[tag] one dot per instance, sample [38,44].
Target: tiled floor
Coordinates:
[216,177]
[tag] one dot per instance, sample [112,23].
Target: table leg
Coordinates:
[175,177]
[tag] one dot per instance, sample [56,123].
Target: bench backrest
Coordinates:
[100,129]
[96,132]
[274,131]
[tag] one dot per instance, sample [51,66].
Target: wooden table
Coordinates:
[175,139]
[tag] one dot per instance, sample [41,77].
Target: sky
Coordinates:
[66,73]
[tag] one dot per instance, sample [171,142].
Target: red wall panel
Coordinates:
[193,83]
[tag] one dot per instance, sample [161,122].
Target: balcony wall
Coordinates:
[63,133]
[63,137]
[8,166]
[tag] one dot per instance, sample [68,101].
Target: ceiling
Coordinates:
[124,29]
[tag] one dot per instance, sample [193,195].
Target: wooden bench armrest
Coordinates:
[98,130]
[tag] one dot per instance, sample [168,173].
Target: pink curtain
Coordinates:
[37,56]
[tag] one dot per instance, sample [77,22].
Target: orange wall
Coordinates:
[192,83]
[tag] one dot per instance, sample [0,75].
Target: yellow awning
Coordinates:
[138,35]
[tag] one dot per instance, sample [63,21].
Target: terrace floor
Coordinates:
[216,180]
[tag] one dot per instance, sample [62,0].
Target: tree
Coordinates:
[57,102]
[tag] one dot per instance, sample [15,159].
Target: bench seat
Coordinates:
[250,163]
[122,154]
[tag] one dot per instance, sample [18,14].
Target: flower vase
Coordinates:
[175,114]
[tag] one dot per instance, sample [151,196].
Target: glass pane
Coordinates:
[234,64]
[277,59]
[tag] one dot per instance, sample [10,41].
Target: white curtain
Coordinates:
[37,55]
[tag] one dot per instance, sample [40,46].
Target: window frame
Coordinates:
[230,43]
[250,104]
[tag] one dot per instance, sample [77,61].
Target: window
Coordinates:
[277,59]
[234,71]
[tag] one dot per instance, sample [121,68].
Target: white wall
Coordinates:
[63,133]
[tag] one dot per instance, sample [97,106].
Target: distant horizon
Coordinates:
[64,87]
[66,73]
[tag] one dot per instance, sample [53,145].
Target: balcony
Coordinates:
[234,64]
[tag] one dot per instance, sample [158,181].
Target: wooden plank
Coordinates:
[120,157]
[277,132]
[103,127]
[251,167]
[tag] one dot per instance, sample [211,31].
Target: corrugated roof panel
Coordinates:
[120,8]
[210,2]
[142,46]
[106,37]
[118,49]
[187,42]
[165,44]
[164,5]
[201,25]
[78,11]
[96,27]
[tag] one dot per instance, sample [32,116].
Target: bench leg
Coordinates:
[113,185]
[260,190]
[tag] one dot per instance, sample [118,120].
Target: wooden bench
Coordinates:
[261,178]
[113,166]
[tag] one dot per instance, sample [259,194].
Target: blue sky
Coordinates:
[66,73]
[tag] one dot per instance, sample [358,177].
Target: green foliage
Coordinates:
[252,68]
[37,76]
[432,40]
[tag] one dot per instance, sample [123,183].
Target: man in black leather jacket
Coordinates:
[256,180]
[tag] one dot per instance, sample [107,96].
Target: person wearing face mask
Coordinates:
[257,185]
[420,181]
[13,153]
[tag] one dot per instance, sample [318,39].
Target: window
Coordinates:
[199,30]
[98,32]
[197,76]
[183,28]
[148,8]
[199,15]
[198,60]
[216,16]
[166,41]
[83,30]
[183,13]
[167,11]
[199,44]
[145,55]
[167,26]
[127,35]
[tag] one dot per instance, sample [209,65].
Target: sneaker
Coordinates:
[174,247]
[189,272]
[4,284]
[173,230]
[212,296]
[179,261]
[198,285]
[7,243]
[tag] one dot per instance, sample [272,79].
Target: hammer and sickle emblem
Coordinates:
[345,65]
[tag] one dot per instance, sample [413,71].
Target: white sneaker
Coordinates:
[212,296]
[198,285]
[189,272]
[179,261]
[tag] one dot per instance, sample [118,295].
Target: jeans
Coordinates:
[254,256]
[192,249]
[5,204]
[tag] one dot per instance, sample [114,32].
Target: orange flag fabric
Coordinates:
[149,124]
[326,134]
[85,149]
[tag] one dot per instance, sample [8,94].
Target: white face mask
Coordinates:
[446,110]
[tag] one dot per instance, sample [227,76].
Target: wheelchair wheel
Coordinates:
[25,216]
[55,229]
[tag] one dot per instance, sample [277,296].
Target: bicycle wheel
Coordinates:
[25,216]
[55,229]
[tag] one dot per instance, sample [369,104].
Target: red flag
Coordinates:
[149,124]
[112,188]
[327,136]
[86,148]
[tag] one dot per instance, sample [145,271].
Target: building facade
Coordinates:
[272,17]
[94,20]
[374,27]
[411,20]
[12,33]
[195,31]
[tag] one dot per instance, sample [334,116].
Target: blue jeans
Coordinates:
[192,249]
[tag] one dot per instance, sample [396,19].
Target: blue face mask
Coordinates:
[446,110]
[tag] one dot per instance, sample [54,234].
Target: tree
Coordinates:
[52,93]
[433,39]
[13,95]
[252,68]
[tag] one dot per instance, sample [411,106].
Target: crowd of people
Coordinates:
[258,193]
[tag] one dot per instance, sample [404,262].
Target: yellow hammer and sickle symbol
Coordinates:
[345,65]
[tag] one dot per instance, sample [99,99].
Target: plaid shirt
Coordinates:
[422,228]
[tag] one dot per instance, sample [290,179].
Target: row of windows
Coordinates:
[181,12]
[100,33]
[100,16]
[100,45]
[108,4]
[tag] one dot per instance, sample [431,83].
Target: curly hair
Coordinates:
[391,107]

What this task involves. Return the opening line of the data and every line after it through the line containing "Target: bench backrest", please, exactly as written and with nothing added.

Task output.
[tag] one dot per instance, sample [38,44].
Target: tiled floor
Coordinates:
[216,177]
[tag] one dot per instance, sample [112,23].
Target: table leg
Coordinates:
[175,177]
[tag] one dot per instance, sample [56,123].
Target: bench backrest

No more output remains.